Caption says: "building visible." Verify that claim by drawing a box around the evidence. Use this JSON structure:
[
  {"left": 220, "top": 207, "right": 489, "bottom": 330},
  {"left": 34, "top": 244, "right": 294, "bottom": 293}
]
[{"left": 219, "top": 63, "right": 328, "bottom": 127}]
===============
§ **Exercise instructions**:
Repeat the records above line for line, with no changes to wording, numbers, or punctuation.

§ **Answer in full**:
Caption says: "building visible." Verify that claim by drawing a box around the evidence. Use this JSON structure:
[
  {"left": 220, "top": 207, "right": 489, "bottom": 330},
  {"left": 34, "top": 244, "right": 294, "bottom": 293}
]
[{"left": 219, "top": 63, "right": 328, "bottom": 127}]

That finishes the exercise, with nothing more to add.